Republican presidential candidate Donald Trump has torn “the veil off of the establishment of how the system works,” former Alaska Gov. Sarah Palin said at her well publicized endorsement rally for Trump in Ames Tuesday.
She also expressed dismay over other Republicans verbally attacking Trump and his supporters.
“Some people are whispering they’re willing to throw in for Hillary in order to keep the establishment,” she said.
Trump’s expected response, Palin said, is to “throw out the race-baiting argument” and instead talk about unifying issues like the Second Amendment and the right to life.
Palin — loved by the Republican Party’s right wing — threw her support behind Tuesday during a campaign rally at Iowa State University. She was governor from 2006 until 2009 and the GOP’s 2008 vice presidential nominee. She appeared alongside Trump at the Hansen Agriculture Student Learning Center.
Rumors swirled online leading up to her eventual announcement about the endorsement and the Jan. 19 Ames appearance.
Palin touched on several issues Trump, as well as other presidential hopefuls, had addressed throughout the current campaign system. This included the country’s current national debt, stating that Trump was more qualified to handle finances due to his success in creating his own wealth.
“This self-made success of his, he doesn’t get his high from the opium of other people’s money,” she said.
A major theme in Palin’s endorsement included the military’s interests, a topic she has heavily campaigned on throughout her political career. Palin bashed President Obama as an inefficient commander in chief.
“Are you ready for a commander in chief who will let our warriors do their job and kick ISIS’s ass?” Palin said, to the loudest cheers of the night.
Trump’s speech was not angled toward students, despite the large population of ISU students present at the event. His speech focused on issues he usually talks about, particularly the national debt, the economy, veterans, foreign policy and trade.
The Republican presidential hopeful remembered his announcement for his intention in June to run for president.
“It all started June 16 when we came down that escalator and said, ‘Let’s go. Let’s make America great again,’” he said.
If elected, Trump said Iowa and New Hampshire will not lose its first-in-the-nation status for the presidential election.
“If I win, they’re not touching Iowa,” he said. “This is an amazing tradition. They’re not touching New Hampshire.”
Critics of the caucuses have said Iowa specifically does not deserve its position as the first voting state because it is not diverse enough.
Diversity existed on this particular day. Protesters who had entered the Hansen Agriculture Center began chanting “A vote for Trump is a vote for hate” early in Trump’s speech. Several other attendees of the event began chanting “Trump” and “U.S.A.” in an attempt to drown out opposition.
U.S. Secret Service and Trump campaign officials escorted the protesters out. Later in the event, a person in the back shouted, “You guys are a joke” while Palin was speaking. He was also quickly escorted out.
While feelings were mixed during the event because of the protesters, several students in attendance said they were at least willing to give Trump a chance at their support.
Aaron Still, an ISU sophomore in mechanical engineering, said he is undecided but wanted to see Trump and listen to what he had to say.

→ Data entries
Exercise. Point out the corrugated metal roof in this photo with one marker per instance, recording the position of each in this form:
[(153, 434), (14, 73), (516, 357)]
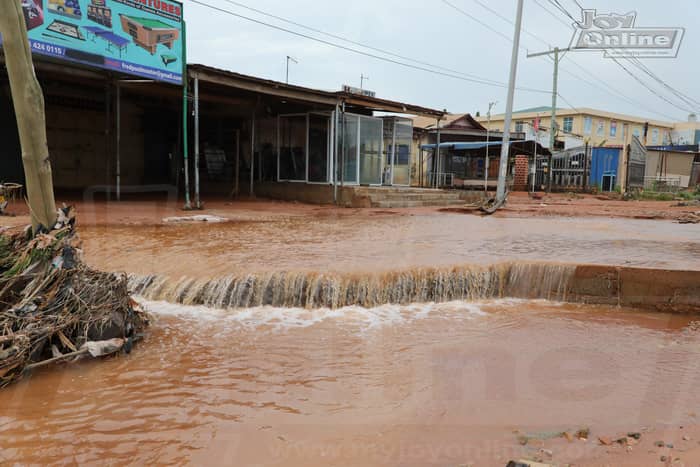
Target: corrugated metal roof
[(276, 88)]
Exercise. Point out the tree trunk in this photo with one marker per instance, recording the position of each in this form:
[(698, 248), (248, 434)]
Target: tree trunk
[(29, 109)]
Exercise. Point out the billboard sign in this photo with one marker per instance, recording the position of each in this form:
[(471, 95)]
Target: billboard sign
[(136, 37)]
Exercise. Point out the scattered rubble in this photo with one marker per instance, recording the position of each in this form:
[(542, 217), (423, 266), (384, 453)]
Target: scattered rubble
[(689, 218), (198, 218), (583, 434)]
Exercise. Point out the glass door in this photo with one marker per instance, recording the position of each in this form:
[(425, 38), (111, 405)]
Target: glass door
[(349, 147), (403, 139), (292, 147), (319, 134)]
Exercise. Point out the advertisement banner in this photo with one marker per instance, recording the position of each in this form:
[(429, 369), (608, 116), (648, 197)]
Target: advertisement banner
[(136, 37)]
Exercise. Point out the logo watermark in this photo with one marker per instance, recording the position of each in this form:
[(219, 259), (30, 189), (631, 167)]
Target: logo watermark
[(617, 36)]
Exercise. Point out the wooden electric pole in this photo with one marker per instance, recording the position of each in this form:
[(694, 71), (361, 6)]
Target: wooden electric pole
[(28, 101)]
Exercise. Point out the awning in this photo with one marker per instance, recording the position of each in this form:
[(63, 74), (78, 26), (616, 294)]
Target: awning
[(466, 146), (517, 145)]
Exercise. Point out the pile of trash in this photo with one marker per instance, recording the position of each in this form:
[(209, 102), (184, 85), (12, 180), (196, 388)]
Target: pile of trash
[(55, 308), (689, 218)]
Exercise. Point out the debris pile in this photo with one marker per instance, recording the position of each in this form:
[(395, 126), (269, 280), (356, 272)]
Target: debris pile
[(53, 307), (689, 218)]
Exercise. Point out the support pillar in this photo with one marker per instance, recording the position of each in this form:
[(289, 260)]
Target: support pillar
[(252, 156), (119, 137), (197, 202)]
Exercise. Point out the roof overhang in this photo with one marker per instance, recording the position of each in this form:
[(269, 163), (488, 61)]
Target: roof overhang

* * *

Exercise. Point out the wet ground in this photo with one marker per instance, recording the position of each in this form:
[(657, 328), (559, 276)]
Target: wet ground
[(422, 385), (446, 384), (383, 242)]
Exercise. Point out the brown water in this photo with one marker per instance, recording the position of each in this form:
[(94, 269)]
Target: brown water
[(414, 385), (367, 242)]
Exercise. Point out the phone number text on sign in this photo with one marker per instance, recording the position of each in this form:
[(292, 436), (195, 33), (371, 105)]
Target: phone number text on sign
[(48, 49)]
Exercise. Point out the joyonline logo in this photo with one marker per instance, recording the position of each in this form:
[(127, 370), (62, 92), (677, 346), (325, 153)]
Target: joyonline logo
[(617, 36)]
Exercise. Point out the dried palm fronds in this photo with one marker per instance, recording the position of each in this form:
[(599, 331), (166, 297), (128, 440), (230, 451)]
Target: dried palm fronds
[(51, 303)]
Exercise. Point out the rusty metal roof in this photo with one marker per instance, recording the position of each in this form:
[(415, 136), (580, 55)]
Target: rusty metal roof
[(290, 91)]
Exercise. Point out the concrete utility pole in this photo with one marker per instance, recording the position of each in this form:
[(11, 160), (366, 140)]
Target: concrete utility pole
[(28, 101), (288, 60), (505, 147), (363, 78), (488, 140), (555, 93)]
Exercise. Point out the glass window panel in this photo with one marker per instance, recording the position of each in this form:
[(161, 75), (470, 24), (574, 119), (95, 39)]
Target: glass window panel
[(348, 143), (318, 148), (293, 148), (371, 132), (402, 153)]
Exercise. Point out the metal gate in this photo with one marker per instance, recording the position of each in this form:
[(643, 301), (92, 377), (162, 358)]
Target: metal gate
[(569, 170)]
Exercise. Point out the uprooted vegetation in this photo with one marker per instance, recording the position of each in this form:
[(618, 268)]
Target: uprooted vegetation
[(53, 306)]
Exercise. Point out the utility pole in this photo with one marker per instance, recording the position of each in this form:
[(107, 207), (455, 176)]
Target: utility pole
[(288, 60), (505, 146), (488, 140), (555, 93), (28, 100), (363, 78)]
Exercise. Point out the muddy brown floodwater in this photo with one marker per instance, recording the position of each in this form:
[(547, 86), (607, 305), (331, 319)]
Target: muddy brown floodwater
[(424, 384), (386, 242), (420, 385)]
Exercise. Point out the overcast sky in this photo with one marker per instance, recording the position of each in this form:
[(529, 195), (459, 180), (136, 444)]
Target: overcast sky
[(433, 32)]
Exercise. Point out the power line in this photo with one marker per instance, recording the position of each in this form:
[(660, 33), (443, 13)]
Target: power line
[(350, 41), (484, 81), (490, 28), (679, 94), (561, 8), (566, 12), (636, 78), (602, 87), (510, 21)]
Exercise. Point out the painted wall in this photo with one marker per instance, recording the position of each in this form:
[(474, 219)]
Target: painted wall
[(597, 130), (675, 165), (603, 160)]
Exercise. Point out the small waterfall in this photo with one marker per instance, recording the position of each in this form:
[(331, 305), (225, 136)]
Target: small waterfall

→ Work to do
1. According to the article on Sarah Palin's endorsement of Donald Trump, in which building at Iowa State University did Palin appear alongside Trump?
2. Proceed with the article on Palin's endorsement rally for Trump in Ames, picking up after its final sentence.
The rows have no connection to the text.

→ Exercise answers
1. The Hansen Agriculture Student Learning Center.

2.
“He says what he thinks,” Still said.
Still said he is not planning to caucus because he is registered to vote in his home state of Wisconsin, although Iowa law allows college students to re-register in the state.
He also said he had mixed thoughts on the Palin endorsement, saying he thinks it will probably hurt fellow Republican presidential candidate Ted Cruz — who is running neck-and-neck with Trump in Iowa’s latest public opinion polling of likely Republican caucus attendees — and help Trump, and he thought Palin brought a lot of energy to the crowd.
Palin endorsed Cruz during his 2012 Senate campaign, and Cruz has noted that without Palin’s endorsement, he may not have been elected to Washington.
Grant Beeler, an ISU senior in animal science, said he has caucused before and plans to again Feb. 1. While he would consider Trump, he also said he likes Cruz and Rand Paul.
“It was a great surprise to see Palin after her endorsement this morning,” Beeler said Tuesday afternoon. He said he thinks the endorsement will help Trump, but Palin only carries the support of a specific crowd of who may already like Trump.
Cole Krynicki, an ISU junior in marketing, said he strongly supports Trump but might not caucus because he is not registered to vote. He said that both Trump and Palin had lots of great things to say, and he likes how Trump takes on political correctness.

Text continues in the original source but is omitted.